* **Exercise requirements**:
Arrange every line of the records below into a numbered list, omitting any blank lines.

Rows from an object pointing dataset:
※

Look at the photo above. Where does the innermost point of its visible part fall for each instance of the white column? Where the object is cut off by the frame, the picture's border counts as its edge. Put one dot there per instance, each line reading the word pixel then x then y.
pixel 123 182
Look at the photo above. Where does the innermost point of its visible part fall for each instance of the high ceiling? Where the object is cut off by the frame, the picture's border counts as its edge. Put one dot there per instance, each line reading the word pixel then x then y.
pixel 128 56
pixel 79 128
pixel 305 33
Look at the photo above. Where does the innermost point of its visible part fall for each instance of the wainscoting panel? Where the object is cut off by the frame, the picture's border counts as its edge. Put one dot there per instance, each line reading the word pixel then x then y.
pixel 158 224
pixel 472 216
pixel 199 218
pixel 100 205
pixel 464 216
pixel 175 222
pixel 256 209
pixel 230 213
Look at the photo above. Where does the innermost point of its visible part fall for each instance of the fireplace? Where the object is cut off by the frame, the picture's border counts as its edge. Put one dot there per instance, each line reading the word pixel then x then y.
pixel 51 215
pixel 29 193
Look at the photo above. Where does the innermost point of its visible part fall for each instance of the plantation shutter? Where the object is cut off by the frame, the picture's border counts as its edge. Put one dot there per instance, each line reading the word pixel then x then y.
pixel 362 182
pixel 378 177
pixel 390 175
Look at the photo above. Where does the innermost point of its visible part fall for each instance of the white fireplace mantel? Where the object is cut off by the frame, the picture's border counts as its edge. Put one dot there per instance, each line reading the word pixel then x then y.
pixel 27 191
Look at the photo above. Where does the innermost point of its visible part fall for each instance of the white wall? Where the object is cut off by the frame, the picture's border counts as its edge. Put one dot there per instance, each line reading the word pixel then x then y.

※

* **Result**:
1. Look at the photo above. Where does the innermost point of its visible part fall for each instance of the white column? Where the object is cut off by the frame, the picture's border counts as its edge. Put one dot there per instance, each line reading the word pixel then x then y.
2. pixel 123 182
3. Look at the photo above. Where does the innermost point of its visible part fall for each instance of the high ceiling? Where the object is cut off by the frame, the picture's border counts as its edge. Put one dot there per instance, each line reading the word pixel then x then y.
4. pixel 128 56
5. pixel 79 128
6. pixel 305 33
7. Look at the photo above. Where does the innermost point of its visible part fall for each instance of the wainscoting panel? Where the object is cut off by the frame, the picture's border counts as its edge. Put one dot there per instance, each line reading the word pixel then x then y.
8. pixel 158 224
9. pixel 472 216
10. pixel 199 218
11. pixel 100 205
12. pixel 464 216
13. pixel 175 222
14. pixel 256 209
15. pixel 230 213
16. Look at the photo above. Where does the innermost point of its visible part fall for each instance of the fireplace? Where the object is cut off by the frame, the picture's border counts as its edge. Put one dot there per instance, each line reading the word pixel then x then y.
17. pixel 51 215
18. pixel 29 193
19. Look at the photo above. Where does the innermost point of its visible part fall for each instance of the plantation shutter? Where the object is cut off by the frame, the picture's border counts as its edge. Put one dot there per instance, each line reading the word pixel then x then y.
20. pixel 362 182
21. pixel 378 177
22. pixel 390 175
23. Look at the photo above. Where does the innermost point of its visible part fall for each instance of the white fireplace mantel? Where the object is cut off by the frame, the picture's border counts as its edge. Put one dot there per instance, each line reading the word pixel then x then y.
24. pixel 27 191
25. Look at the photo above. Where does the innermost point of its visible part fall for each instance of the white wall? Where the object is cut off by the frame, the picture's border counts as its edge. Put one dot there per instance, each line reading the word pixel then x then y.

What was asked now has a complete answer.